**Rows**
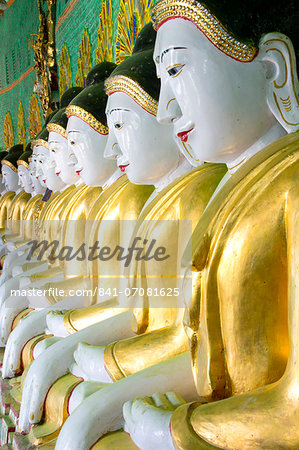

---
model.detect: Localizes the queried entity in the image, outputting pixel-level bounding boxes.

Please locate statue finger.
[166,392,186,409]
[132,397,155,416]
[123,400,134,426]
[152,392,173,410]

**Task requirements**
Reproduce the material above word for word, leaving out the pictures.

**Solution to the exercise**
---
model.detect: Localizes the queried entity in the image, outputting pixel-level bounding boxes.

Please locate statue finger.
[166,392,186,409]
[132,397,155,416]
[123,400,134,426]
[152,392,173,410]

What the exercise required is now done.